WHAT YOU NEED TO DO ▸ Return exactly the lines from the one that contains "473,62,558,166" up to the last line of the listing, and nothing else.

ENTRIES SHOWN ▸
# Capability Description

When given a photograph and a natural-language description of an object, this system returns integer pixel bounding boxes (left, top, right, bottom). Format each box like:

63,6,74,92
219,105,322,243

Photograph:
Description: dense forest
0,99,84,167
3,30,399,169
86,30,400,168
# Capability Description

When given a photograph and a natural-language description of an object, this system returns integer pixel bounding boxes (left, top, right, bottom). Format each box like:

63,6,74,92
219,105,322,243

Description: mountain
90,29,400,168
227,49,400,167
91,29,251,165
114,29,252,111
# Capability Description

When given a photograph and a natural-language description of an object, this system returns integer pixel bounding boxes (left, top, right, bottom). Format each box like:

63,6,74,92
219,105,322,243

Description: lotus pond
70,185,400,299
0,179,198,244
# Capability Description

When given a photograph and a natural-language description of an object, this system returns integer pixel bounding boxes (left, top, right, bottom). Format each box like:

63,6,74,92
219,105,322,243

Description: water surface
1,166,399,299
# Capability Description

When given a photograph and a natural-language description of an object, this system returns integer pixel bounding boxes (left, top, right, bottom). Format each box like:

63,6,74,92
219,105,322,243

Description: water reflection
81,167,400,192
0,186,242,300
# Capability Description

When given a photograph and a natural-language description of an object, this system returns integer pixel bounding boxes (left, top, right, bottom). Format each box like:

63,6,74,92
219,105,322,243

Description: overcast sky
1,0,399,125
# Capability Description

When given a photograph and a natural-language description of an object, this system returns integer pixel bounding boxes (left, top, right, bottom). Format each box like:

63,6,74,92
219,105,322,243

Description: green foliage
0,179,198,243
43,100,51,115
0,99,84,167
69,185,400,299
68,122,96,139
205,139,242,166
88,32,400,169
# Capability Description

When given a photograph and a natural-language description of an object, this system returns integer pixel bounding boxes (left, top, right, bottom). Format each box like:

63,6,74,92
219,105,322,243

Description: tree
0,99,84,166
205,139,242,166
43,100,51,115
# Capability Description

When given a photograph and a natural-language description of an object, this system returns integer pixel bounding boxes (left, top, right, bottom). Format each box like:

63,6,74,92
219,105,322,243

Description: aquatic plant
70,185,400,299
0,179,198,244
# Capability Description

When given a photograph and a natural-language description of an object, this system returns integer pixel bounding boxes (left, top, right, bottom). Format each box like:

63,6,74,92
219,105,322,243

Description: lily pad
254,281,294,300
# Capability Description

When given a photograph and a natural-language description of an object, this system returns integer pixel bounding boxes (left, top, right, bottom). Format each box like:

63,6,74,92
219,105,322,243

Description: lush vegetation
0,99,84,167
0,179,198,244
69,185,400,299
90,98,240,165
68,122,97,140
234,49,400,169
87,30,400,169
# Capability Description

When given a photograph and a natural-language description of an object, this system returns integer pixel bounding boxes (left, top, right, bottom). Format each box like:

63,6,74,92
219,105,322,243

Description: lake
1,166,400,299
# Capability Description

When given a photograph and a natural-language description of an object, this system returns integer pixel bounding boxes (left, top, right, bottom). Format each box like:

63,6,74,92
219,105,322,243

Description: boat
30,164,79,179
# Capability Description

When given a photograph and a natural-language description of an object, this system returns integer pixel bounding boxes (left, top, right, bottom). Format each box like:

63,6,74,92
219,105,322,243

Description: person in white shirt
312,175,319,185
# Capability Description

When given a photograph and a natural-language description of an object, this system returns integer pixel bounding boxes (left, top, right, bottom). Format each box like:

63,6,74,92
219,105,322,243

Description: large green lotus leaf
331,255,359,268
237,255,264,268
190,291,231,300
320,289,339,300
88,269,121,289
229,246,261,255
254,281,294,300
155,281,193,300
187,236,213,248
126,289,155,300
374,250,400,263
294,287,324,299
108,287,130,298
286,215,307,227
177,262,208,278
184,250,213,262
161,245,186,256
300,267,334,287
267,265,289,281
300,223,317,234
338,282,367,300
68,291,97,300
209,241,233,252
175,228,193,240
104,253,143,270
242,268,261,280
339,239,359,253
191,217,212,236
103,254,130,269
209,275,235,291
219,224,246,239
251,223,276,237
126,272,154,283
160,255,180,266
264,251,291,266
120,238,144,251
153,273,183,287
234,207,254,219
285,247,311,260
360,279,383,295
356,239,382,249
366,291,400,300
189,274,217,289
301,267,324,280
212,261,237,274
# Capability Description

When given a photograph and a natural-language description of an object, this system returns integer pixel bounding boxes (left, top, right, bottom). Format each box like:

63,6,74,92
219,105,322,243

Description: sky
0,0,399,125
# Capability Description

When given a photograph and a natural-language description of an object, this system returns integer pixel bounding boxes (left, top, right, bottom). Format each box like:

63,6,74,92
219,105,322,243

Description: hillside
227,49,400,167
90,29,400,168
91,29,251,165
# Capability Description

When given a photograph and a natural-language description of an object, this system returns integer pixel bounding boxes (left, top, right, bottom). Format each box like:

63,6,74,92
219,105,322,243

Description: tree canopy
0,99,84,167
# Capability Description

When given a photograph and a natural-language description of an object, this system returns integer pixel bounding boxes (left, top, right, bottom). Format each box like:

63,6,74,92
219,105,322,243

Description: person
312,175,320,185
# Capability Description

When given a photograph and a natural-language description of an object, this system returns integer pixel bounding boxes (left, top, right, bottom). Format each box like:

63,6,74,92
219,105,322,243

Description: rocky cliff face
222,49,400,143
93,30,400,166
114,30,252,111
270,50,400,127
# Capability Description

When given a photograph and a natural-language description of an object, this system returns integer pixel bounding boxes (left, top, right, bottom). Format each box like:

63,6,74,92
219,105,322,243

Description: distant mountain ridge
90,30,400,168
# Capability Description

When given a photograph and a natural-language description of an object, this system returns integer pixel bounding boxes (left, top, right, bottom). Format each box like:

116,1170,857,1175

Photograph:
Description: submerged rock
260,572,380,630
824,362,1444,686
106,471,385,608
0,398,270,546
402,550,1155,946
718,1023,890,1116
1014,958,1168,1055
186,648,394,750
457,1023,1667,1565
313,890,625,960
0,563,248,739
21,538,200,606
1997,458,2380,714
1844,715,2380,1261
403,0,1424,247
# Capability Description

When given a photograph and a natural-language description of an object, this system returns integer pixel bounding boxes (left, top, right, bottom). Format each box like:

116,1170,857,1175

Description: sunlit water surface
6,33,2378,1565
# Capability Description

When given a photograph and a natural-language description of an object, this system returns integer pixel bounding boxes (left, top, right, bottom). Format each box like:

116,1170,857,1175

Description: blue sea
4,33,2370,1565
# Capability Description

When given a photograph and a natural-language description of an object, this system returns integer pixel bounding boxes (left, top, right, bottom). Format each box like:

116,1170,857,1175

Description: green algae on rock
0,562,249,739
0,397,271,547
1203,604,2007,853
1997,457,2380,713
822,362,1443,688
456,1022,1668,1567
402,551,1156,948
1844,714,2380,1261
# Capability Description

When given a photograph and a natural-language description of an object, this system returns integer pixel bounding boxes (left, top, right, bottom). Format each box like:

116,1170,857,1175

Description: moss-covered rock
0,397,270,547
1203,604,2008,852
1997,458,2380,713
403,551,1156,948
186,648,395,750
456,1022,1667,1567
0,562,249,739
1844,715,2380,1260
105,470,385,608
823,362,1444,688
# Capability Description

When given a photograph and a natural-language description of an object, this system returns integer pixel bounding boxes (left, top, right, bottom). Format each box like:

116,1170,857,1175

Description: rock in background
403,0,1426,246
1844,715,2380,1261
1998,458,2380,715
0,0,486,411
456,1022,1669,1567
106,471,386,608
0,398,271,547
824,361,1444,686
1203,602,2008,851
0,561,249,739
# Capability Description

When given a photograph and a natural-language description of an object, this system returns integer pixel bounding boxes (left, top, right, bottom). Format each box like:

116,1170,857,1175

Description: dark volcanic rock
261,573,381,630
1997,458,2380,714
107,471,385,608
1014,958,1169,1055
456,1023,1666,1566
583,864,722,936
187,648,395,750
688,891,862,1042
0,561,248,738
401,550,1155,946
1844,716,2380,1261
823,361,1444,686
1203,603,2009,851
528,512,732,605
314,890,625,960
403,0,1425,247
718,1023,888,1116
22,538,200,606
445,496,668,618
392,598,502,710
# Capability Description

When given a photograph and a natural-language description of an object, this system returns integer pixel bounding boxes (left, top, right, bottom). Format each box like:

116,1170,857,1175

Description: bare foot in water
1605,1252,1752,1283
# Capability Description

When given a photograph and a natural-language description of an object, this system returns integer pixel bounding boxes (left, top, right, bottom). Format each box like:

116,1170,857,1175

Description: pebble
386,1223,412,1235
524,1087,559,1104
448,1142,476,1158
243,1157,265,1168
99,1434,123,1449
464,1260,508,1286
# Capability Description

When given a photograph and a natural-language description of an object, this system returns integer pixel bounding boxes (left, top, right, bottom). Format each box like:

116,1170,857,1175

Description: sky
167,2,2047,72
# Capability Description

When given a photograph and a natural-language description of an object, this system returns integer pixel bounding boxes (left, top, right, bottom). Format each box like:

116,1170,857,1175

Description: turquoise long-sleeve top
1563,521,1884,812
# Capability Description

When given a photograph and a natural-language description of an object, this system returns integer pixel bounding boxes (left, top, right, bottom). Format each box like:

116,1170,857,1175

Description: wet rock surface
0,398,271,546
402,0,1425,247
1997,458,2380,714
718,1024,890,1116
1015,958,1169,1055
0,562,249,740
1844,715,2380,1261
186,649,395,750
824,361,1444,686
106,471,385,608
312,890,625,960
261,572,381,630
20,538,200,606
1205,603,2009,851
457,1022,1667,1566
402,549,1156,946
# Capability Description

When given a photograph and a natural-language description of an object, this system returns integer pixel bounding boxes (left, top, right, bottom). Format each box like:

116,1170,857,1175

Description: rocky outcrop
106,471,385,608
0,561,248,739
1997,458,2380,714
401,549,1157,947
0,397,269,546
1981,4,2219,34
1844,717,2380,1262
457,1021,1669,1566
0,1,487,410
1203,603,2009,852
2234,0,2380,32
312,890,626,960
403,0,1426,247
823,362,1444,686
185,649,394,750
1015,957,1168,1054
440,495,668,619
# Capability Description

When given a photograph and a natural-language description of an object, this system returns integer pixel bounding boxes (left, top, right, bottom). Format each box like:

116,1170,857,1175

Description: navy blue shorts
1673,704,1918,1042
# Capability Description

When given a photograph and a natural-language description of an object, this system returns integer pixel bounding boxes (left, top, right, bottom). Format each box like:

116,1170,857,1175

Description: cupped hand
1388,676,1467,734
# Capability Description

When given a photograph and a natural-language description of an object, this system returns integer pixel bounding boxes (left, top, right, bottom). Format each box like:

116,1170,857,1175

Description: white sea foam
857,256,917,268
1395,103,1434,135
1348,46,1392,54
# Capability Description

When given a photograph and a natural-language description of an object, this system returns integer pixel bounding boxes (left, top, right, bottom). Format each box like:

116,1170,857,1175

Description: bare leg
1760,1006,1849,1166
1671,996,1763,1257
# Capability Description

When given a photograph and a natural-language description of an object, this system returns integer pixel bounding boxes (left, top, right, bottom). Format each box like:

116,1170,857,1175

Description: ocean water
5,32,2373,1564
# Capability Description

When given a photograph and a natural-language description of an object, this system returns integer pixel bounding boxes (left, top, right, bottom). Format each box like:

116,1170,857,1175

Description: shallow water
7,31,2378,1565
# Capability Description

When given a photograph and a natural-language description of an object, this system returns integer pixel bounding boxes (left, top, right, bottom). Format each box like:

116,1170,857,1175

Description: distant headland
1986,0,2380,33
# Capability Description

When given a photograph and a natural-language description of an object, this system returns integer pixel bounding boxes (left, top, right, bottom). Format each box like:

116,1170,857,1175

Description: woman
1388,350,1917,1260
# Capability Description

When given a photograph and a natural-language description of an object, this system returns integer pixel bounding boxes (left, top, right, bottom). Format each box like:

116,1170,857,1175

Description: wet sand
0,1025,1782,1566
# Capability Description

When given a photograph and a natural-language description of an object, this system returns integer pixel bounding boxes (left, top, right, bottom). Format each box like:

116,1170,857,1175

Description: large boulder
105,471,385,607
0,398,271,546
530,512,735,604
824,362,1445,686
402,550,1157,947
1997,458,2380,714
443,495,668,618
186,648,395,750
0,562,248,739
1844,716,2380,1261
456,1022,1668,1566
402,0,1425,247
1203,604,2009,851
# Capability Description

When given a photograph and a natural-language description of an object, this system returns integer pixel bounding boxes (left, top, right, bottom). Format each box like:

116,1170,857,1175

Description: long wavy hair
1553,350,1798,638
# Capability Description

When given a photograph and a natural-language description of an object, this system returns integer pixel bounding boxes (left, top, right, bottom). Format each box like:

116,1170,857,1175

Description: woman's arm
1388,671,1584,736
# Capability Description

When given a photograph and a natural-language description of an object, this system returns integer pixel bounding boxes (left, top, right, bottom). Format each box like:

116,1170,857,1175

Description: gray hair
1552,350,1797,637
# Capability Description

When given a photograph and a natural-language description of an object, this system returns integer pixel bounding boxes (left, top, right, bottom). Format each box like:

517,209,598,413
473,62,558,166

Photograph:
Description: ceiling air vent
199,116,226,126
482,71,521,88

RESPONSE TO THIS EXERCISE ▸
473,62,558,166

Photograph:
Description: ceiling air vent
199,116,226,126
482,71,521,88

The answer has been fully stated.